• Excerpt provided:

E-Lacrosse: Who do you think are the up-and-coming programs in Division I that will make an impact in the future?
Starsia: There are different levels of 'jumping.' I think Georgetown is at the next step. They are jumping from playoff team to national championship contender. That's a different step for Georgetown. At the other end, a program like Ohio State, with the support they have gotten, is one you'll hear a lot more from. Another rising program is Denver. Jamie Munro, who played for me at Brown, is going to do a nice job out at Denver, now that they have some scholarships in the program. Jamie is tireless, I think you're going to see some things happen out at Denver. It'll be interesting to see the effect that automatic qualifiers have on teams. Does it eliminate the second-place team in some conferences? Does it create a hardship in the Ivy League, because their champion will go, but with fewer at-large spots available the second place team may not go. In some years, the Ivy League or the ACC have had four teams in the tournament. Now, this would be less likely to happen. Right now there are healthy developments going on in the game at places like Ohio State and Dartmouth with Ricky Sowell.
E-Lacrosse: How do you recruit a player for the ACC?
Starsia: It's the most physical lacrosse in the country when the ACC players are playing against each other. I sit with some of the ACC coaches when we watch high school games to recruit kids. You look at a boy and say, "He's an ACC kid," or "He's not." You must be a rugged, tough athlete to play in these games. Last year, we had to play Duke in the regular season, then play them six days later in the first round of the ACC tournament, then Maryland, a day later, in the finals of the ACC tournament. We played Duke, Duke, and Maryland in a period of eight days. Winning two out of three and still standing after this tough stretch was a feat in itself.
E-Lacrosse: Many football schools are known as "Quarterback U" for the excellent players they have at that position. With the recent success of Doug Knight, Tim Whiteley, and Michael Watson, and the current superstars Tucker Radebaugh, Drew McKnight, and promising freshman Conor Gill, Virginia could be known as "Attack U." Do you concentrate on attackmen in your coaching and recruiting?
Starsia: Certainly that is related to my philosophy in recruiting, which goes back to a gentleman I played for in college, Cliff Stevenson. He told me you always had to have great attackmen in order to be a good offensive lacrosse team. Our priority in recruiting has always been to find attackmen and goalies and then to look for athletes. I have always felt that if you have a great attack and at least efficient midfielders, you can be a very good offensive lacrosse team. The inverse is not necessarily the case. So we have always looked for those kids. We put a lot of responsibility on our attack's shoulders for what we do offensively and we have always looked for good people and outstanding players to fill those roles for us. A lot of those players who excel at Virginia at attack or other positions came from St. Paul's in Baltimore, including Conor Gill and others. Does UVA have a special relationship with that school that allows you to attract their best players? St. Paul's and Virginia have had a relationship for a number of years. Before I even got here, there were plenty of St. Paul's graduates that went to Vierginia. and had a good career and a good experience. Recently, we had Timmy Whitely, Michael Watson and Tucker Radebaugh. If you are a young kid growing up, those are your high school heroes. They come to Virginia and they have good college careers and I think that certainly has lent itslef to the other St. Paul's kids choosing Virginia as a college option. Those guys worked well for us so at the very least it helps us keep our foot in that door to attract the St. Paul's kids.

• Job 1: Please arrange everything in the listing, from the line containing "</instance>" down to the end of the listing, as a JSON list of strings with one string per line and blank lines left out.

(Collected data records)
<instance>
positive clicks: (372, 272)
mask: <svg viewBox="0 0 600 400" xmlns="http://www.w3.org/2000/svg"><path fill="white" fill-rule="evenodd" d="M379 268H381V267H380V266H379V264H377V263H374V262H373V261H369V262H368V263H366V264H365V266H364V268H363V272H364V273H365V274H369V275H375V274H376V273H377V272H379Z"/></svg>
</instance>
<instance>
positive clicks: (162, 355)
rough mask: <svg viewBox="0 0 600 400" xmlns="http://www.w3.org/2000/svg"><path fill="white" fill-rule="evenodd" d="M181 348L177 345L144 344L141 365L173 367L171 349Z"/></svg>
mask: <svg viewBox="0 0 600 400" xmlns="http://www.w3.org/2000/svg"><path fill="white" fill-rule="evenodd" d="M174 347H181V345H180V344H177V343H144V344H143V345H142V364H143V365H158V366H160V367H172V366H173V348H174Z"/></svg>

• Job 2: Pick up the lacrosse interview where its last sentence stops and continue it.

• Exercise output 1:
[
  "</instance>",
  "<instance>",
  "positive clicks: (162, 355)",
  "rough mask: <svg viewBox=\"0 0 600 400\" xmlns=\"http://www.w3.org/2000/svg\"><path fill=\"white\" fill-rule=\"evenodd\" d=\"M181 348L177 345L144 344L141 365L173 367L171 349Z\"/></svg>",
  "mask: <svg viewBox=\"0 0 600 400\" xmlns=\"http://www.w3.org/2000/svg\"><path fill=\"white\" fill-rule=\"evenodd\" d=\"M174 347H181V345H180V344H177V343H144V344H143V345H142V364H143V365H158V366H160V367H172V366H173V348H174Z\"/></svg>"
]

• Exercise output 2:
E-Lacrosse: What kind of a kid are you looking for when you're recruiting? Is it just talent where you need it? At Virginia they have a strict honor code and you need good grades. How do you go through the process?
Starsia: I'll tell you the way the [we do it] is to identify the best players first. Who are the best players out there in the country? Because we can do that in the spring of their Junior years. W don't really know what those grades are going to be like until that semester is over so in the spring of their Junior year we try to figure out who are the best players. Then as the summer comes and we can begin to contact people starting July 1, we begin to get information academically. So we could have a list of the twenty five best players in the country, and that list will be narrowed to eighteen or nineteen after we get completed Junior year transcripts, and we begin to get to know kids a little bit. At Virginia we probably do have the luxury of recruiting specifically in some cases. You know, do we need a face-off guy or do we need a left handed player in a position? But essentially we are looking for good athletes that are solid students, and exemplary citizens. That's our charge here at Virginia.
E-Lacrosse: Comment on the recent increase of lacrosse talent in Virginia high schools.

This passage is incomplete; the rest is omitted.